▶ _Exercise requirements_:
Collect every line of the listing below that contains the word "woven".

▶ _Data for the task_:
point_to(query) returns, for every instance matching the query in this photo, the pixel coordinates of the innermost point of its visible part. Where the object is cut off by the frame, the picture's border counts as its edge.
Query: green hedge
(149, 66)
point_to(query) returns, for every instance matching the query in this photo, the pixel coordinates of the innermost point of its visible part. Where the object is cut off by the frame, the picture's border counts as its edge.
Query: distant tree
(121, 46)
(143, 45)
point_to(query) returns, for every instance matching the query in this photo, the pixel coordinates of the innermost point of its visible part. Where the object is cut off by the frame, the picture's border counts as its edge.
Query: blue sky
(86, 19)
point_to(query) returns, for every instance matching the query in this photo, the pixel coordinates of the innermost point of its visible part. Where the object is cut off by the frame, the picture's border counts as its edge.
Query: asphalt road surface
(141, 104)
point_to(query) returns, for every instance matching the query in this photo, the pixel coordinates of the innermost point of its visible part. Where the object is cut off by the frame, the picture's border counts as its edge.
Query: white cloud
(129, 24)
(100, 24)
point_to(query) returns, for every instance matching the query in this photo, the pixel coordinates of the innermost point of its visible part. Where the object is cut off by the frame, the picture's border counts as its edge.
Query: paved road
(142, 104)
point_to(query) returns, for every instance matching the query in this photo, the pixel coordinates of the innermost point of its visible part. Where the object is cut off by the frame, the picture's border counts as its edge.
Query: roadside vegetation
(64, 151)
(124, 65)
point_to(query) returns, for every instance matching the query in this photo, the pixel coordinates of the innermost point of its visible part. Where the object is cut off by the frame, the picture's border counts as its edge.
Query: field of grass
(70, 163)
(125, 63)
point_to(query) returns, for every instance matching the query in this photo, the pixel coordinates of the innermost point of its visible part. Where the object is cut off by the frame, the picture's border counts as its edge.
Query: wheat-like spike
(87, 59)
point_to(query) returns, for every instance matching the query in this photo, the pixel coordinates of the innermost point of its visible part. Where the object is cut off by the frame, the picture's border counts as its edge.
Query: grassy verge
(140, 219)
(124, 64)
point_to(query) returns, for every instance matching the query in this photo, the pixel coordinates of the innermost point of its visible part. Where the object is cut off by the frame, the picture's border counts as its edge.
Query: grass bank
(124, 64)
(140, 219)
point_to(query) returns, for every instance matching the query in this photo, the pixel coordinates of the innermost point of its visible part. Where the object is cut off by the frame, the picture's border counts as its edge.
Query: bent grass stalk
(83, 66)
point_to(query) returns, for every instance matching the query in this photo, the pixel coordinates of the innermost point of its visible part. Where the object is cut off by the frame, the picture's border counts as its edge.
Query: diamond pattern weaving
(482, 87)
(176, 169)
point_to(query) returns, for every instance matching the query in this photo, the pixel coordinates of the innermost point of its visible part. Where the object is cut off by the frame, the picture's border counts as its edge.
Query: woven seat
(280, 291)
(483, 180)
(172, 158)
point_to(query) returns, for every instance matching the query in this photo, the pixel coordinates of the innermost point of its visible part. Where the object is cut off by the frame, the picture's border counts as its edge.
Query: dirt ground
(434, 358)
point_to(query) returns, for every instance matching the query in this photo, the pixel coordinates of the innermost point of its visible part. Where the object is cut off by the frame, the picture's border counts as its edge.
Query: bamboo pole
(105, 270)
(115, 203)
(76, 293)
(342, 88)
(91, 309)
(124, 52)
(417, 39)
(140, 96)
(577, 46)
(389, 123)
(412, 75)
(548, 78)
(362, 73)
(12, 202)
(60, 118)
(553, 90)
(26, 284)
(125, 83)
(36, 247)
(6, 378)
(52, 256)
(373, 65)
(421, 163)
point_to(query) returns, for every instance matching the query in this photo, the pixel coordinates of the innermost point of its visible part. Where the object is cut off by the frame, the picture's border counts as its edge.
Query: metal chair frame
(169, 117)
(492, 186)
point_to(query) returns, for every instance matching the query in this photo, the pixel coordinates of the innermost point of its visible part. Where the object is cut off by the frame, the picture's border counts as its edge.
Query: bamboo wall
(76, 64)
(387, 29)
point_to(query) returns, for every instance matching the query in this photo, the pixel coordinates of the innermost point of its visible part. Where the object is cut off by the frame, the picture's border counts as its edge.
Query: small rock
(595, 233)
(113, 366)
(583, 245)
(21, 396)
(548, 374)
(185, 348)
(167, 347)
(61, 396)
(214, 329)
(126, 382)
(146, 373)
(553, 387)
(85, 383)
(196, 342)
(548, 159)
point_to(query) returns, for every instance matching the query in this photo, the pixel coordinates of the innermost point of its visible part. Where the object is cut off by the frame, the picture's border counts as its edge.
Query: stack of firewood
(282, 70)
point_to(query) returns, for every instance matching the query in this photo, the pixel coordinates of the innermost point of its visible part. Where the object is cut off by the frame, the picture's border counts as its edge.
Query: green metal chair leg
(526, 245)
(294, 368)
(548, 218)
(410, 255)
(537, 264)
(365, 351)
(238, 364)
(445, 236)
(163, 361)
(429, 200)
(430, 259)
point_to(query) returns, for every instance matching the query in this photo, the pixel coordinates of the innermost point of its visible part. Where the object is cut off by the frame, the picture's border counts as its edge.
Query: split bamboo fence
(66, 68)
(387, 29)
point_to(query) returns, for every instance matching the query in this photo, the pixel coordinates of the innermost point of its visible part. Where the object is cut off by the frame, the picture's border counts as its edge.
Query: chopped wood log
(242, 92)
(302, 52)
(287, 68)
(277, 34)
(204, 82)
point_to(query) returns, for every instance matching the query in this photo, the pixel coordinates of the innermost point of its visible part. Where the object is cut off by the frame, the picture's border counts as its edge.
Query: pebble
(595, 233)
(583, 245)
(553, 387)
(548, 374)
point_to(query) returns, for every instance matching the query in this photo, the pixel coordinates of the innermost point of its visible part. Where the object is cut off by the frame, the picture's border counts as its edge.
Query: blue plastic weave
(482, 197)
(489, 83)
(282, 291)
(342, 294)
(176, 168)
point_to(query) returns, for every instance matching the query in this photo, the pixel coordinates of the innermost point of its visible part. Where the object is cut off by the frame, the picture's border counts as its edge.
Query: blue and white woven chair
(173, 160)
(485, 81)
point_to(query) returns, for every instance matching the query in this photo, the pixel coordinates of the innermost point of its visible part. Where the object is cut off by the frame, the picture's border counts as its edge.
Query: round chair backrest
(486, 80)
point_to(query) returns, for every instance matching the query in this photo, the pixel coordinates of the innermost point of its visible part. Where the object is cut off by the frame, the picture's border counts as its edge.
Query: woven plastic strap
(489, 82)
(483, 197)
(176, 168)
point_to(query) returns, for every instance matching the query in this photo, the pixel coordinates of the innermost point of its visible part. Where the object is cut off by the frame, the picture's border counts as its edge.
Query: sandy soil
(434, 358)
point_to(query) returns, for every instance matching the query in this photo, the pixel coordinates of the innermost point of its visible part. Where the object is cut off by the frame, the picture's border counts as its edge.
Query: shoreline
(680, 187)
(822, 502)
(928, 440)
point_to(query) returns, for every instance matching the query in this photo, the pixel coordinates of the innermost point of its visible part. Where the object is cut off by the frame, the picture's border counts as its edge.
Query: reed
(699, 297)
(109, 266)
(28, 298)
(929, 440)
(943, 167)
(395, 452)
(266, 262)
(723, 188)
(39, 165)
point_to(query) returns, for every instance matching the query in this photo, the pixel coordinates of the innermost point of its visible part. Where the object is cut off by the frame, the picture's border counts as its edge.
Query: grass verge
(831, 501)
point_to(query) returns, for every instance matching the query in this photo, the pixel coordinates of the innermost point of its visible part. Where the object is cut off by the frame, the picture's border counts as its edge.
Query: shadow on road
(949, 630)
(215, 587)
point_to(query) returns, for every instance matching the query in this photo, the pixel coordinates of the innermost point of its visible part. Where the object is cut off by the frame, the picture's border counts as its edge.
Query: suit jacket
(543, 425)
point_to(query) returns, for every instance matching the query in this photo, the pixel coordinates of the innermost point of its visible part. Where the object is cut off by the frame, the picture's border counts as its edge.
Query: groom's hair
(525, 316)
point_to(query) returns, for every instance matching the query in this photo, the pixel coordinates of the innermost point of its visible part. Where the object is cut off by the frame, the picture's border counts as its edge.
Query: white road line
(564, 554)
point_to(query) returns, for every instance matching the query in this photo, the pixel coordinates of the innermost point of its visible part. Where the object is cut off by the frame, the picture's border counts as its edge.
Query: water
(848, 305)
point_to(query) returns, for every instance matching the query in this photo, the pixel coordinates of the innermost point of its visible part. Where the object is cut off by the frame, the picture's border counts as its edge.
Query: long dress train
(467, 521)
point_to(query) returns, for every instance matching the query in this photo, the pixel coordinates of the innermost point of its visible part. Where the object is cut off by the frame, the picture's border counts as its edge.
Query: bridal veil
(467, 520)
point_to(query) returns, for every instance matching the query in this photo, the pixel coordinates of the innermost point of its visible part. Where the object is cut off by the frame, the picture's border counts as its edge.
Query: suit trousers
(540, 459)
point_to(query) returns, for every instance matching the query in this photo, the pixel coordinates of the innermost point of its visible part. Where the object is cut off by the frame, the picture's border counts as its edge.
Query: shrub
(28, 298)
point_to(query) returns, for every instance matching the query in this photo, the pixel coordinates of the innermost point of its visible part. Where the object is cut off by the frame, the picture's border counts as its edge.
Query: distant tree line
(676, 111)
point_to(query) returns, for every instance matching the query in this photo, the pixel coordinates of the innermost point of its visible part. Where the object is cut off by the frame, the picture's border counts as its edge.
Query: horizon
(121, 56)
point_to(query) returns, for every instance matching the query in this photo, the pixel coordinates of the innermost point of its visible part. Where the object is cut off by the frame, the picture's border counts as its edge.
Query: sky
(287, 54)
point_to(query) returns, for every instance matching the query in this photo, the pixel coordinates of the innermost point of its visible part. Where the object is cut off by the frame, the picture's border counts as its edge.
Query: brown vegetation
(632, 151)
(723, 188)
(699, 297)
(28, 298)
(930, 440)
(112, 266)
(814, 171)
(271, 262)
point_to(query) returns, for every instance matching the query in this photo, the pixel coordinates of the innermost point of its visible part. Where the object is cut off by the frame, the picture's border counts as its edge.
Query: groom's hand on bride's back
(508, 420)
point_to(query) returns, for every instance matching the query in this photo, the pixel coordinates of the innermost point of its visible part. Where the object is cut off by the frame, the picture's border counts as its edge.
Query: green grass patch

▶ _Solution to this task_:
Query: woven seat
Query: blue and white woven chair
Query: woven plastic strap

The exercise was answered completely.